データセットの抜粋
= = = = =
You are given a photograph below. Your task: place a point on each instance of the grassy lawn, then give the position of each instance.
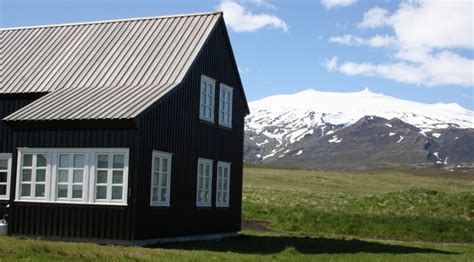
(317, 216)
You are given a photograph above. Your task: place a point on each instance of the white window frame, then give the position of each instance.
(88, 179)
(202, 114)
(226, 190)
(8, 157)
(208, 203)
(222, 105)
(161, 155)
(70, 183)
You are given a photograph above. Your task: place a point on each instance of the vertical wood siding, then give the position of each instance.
(174, 126)
(171, 125)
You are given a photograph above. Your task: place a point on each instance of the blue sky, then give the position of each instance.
(328, 45)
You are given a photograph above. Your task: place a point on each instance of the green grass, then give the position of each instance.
(316, 216)
(383, 204)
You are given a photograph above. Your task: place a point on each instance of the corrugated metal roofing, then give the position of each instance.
(111, 69)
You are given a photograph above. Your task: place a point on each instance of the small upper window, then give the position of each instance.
(223, 184)
(161, 179)
(225, 106)
(33, 174)
(204, 183)
(5, 173)
(206, 111)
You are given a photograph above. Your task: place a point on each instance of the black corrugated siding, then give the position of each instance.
(172, 125)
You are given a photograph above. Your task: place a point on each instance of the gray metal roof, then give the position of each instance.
(90, 68)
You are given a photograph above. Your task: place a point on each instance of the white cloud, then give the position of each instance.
(239, 19)
(375, 41)
(375, 17)
(428, 35)
(334, 3)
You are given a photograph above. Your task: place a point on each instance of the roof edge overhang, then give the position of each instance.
(74, 124)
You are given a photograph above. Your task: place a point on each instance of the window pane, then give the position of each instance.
(156, 164)
(63, 160)
(103, 161)
(164, 180)
(101, 177)
(117, 192)
(77, 176)
(76, 191)
(163, 194)
(41, 161)
(63, 176)
(3, 177)
(155, 193)
(78, 161)
(26, 175)
(40, 175)
(39, 191)
(117, 177)
(25, 190)
(119, 161)
(3, 164)
(165, 165)
(156, 179)
(101, 192)
(62, 191)
(27, 160)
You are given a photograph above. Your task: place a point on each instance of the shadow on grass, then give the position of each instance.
(252, 244)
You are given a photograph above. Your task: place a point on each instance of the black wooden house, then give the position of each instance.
(125, 130)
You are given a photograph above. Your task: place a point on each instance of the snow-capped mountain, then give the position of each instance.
(278, 123)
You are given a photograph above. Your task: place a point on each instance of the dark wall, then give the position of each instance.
(174, 126)
(171, 125)
(64, 220)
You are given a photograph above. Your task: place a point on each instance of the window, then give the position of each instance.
(86, 176)
(204, 183)
(33, 176)
(225, 106)
(5, 173)
(110, 170)
(223, 184)
(70, 177)
(206, 111)
(160, 179)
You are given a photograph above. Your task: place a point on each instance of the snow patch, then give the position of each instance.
(334, 139)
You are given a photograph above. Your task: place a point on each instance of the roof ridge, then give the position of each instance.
(111, 21)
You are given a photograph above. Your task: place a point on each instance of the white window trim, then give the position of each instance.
(209, 202)
(213, 82)
(168, 156)
(7, 156)
(231, 91)
(89, 180)
(227, 165)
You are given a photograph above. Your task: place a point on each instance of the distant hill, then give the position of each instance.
(359, 130)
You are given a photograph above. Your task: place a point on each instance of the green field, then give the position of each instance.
(315, 215)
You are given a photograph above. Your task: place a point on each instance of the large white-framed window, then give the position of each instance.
(206, 104)
(5, 174)
(110, 178)
(73, 175)
(223, 184)
(225, 105)
(204, 183)
(34, 175)
(160, 179)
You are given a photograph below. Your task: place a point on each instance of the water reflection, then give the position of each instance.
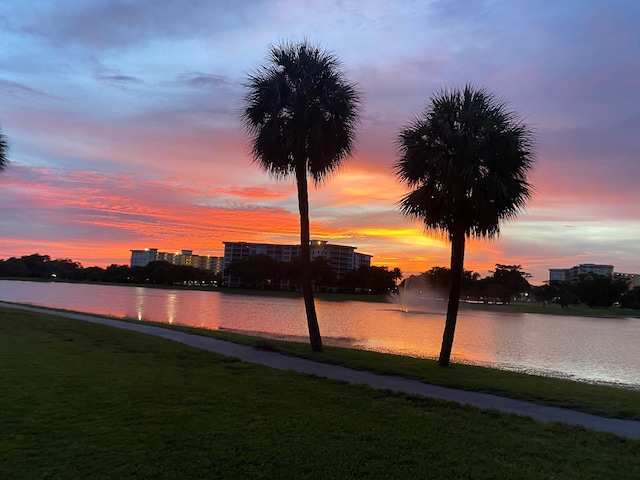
(591, 349)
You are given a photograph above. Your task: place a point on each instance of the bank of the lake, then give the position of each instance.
(138, 406)
(597, 350)
(541, 308)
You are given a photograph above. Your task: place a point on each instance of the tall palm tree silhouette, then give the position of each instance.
(4, 147)
(466, 160)
(301, 114)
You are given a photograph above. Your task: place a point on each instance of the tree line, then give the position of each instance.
(38, 266)
(254, 272)
(508, 282)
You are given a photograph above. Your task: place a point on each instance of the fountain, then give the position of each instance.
(415, 297)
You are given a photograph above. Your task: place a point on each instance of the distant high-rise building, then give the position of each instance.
(342, 258)
(141, 258)
(573, 273)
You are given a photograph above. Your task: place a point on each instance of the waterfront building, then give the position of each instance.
(342, 258)
(573, 273)
(141, 258)
(632, 279)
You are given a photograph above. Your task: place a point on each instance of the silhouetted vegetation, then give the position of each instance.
(466, 160)
(4, 148)
(300, 114)
(591, 290)
(38, 266)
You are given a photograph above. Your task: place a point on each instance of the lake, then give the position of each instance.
(597, 350)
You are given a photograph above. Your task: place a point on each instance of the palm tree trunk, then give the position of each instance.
(305, 252)
(457, 264)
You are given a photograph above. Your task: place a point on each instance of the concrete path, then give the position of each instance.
(542, 413)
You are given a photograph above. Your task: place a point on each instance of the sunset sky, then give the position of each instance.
(124, 131)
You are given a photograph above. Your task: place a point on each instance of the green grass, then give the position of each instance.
(596, 399)
(79, 400)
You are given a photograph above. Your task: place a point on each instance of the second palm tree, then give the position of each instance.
(301, 116)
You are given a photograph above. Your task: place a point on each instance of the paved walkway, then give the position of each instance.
(542, 413)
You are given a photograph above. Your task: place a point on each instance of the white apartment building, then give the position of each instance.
(341, 257)
(573, 273)
(140, 258)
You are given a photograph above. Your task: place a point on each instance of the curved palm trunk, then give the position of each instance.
(457, 263)
(305, 252)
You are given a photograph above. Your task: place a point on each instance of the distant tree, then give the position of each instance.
(506, 282)
(374, 280)
(466, 160)
(255, 271)
(39, 266)
(631, 299)
(545, 293)
(301, 115)
(599, 290)
(4, 149)
(13, 267)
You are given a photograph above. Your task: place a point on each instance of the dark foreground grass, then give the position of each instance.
(595, 399)
(79, 400)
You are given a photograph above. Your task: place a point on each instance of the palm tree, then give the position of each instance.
(300, 114)
(4, 147)
(466, 161)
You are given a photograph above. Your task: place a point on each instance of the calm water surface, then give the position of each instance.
(600, 350)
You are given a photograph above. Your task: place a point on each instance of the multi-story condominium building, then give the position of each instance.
(633, 279)
(140, 258)
(341, 257)
(573, 273)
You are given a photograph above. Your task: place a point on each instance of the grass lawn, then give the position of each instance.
(79, 400)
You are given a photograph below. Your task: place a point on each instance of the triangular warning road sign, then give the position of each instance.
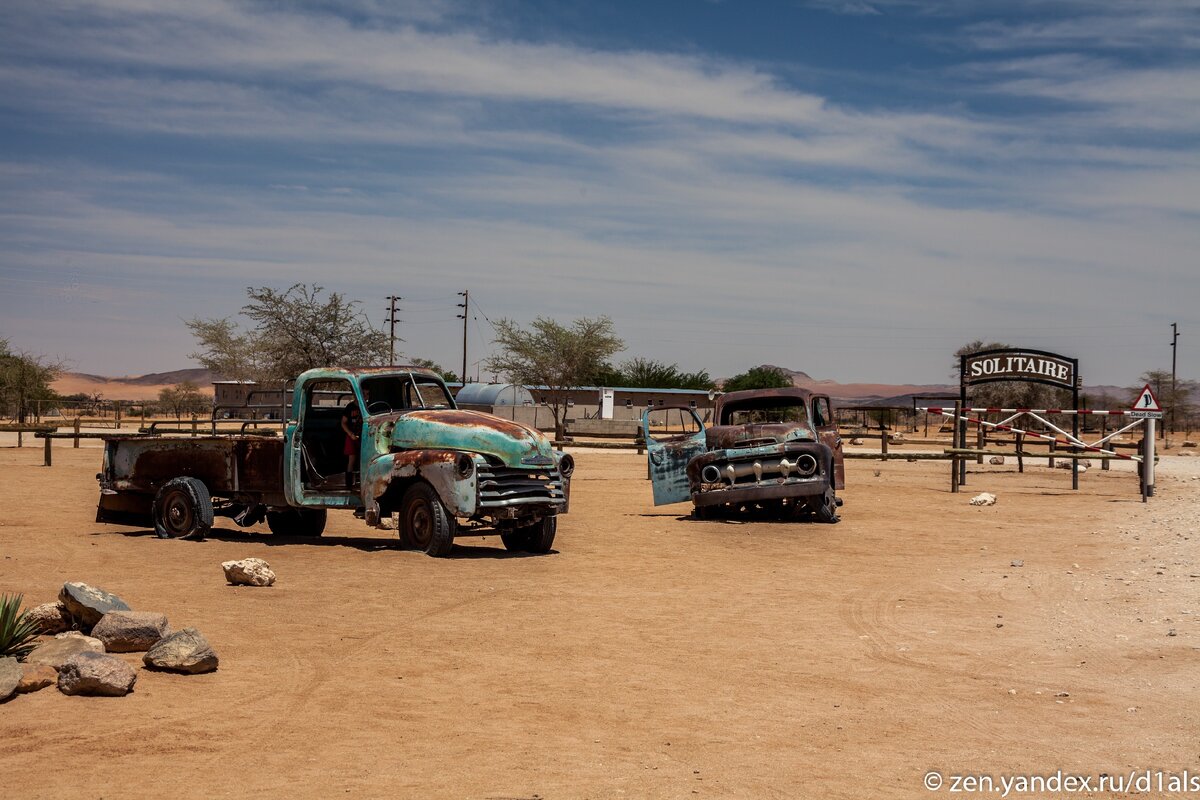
(1146, 401)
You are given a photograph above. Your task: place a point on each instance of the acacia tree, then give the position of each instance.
(557, 356)
(648, 373)
(183, 398)
(293, 330)
(24, 380)
(763, 377)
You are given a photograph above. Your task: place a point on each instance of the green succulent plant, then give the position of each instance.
(17, 631)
= = = = =
上の記録のうち、「the palm tree, then」を含む行から記録の最後までを、一字一句変えずに書き写してください。画像は写さずに除いてください。

* **完成した課題**
You are given a photograph above. Your task: place a point on each instance of the palm tree, then give the position of each instance.
(300, 114)
(4, 147)
(466, 161)
You are given a photograph above. Your task: place a point on each instance of the calm water surface, then give the position of each instance.
(600, 350)
You are given a photograph above. Your task: place a point on each instance of the multi-story condominium building, then give the position of each instance.
(633, 279)
(140, 258)
(341, 257)
(573, 273)
You are given a photograph above. Your task: place a point on each instance of the grass lawn, then give the position of each instance.
(79, 400)
You are given a photograph below. Your task: place a point on each instance of the triangular warning road sign, then give the position of each instance.
(1146, 401)
You are given a photograph above. Your task: place a point on each instance of the acacia tree, then give the position of each instance.
(557, 356)
(648, 373)
(183, 398)
(293, 330)
(24, 380)
(763, 377)
You are given a photograph above. Your task: place a point on each instance of the green succulent plant, then give the position of each instance.
(17, 631)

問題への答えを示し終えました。